Im John, 23 from Belfast but live in Edinburgh with my girlfriend for some strange reason.   

I also work for the filth so get a crappy astra all day then the 306 rallye or mini by night at weekends...


----------



## Alan

Another ClioSporter ^^

Nice one!


----------



## john185k

shut it Alan!!! 

xx


----------



## Alan

'Dont cha wish your boy friend was just like me....dont cha' ^^ lol


----------



## P400DRV

Alistair, 45 from Alloa, first line manager in Scottish Prison Service.

Do more reading than posting on this site, drive a Suburu Impreza Sti Prodrive Style in Mica Black. Try hard to keep it shiny but them roads to Glasgow everyday fair take there toll.


----------



## JimTT

P400DRV said:


> Alistair, 45 from Alloa, first line manager in Scottish Prison Service.
> 
> Do more reading than posting on this site, drive a Suburu Impreza Sti Prodrive Style in Mica Black. Try hard to keep it shiny but them roads to Glasgow everyday fair take there toll.

▸ **Rows from a pointing dataset**
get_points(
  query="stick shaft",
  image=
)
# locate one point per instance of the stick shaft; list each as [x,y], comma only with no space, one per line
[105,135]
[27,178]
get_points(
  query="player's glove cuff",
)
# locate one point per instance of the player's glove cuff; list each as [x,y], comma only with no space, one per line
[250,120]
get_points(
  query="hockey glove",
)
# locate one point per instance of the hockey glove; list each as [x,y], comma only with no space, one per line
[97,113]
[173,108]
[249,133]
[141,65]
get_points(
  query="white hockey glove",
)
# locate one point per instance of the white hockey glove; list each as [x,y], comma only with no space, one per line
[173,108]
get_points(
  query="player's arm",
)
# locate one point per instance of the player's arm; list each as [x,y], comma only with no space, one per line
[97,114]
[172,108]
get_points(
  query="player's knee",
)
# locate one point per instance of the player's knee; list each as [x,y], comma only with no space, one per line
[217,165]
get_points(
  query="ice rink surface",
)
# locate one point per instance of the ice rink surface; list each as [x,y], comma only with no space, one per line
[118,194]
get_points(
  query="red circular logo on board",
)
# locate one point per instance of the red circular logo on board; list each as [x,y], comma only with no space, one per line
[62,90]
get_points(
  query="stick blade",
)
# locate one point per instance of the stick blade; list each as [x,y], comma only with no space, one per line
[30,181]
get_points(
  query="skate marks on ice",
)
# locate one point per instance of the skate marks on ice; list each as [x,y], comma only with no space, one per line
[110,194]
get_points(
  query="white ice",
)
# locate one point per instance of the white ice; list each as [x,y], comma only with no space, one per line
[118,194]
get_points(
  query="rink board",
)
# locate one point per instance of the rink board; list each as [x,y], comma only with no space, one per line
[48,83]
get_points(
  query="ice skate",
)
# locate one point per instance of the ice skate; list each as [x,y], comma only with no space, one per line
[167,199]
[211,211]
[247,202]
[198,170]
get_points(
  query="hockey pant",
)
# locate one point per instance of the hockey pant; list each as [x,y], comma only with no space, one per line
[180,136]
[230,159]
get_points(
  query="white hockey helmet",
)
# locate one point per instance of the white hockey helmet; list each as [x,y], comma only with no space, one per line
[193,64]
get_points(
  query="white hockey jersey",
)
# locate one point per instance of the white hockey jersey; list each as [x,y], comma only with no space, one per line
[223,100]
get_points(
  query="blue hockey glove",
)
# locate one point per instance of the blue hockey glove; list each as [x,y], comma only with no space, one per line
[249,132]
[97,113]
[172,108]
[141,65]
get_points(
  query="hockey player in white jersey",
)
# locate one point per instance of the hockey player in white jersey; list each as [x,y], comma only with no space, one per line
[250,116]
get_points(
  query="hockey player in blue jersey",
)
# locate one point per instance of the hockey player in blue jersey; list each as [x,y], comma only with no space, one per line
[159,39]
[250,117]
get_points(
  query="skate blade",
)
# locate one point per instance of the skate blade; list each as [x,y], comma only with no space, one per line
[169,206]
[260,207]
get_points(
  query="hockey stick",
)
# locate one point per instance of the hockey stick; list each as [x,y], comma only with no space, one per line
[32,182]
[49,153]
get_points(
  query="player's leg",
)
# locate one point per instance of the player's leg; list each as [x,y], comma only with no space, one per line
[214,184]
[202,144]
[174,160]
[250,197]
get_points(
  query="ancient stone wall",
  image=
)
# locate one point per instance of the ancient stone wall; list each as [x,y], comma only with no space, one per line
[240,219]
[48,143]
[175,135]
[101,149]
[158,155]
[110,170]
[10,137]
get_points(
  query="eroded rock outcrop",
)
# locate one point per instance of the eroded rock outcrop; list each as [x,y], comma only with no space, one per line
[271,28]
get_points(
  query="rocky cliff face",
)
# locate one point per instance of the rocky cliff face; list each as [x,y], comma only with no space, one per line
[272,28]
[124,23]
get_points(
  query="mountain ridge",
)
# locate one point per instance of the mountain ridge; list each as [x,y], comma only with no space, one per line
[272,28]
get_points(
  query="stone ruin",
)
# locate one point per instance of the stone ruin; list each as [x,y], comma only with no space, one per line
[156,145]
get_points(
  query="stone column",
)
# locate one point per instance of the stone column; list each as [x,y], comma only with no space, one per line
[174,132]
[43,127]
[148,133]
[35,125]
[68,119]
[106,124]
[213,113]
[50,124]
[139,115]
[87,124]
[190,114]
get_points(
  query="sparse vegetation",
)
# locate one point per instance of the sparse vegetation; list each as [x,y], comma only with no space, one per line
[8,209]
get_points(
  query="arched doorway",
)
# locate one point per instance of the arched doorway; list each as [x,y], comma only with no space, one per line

▸ **Written task 1**
Answer these about the forum thread:
(a) Which city is John from?
(b) What job does Alistair hold?
(c) What color is Alistair's car?
▸ **Written task 2**
Echo the forum thread from "Im John, 23" up to and including "night at weekends...".
Work only from the forum thread, not the rows.

▸ **Finished answer 1**
(a) Belfast
(b) First line manager in Scottish Prison Service
(c) Mica Black

▸ **Finished answer 2**
Im John, 23 from Belfast but live in Edinburgh with my girlfriend for some strange reason.   

I also work for the filth so get a crappy astra all day then the 306 rallye or mini by night at weekends...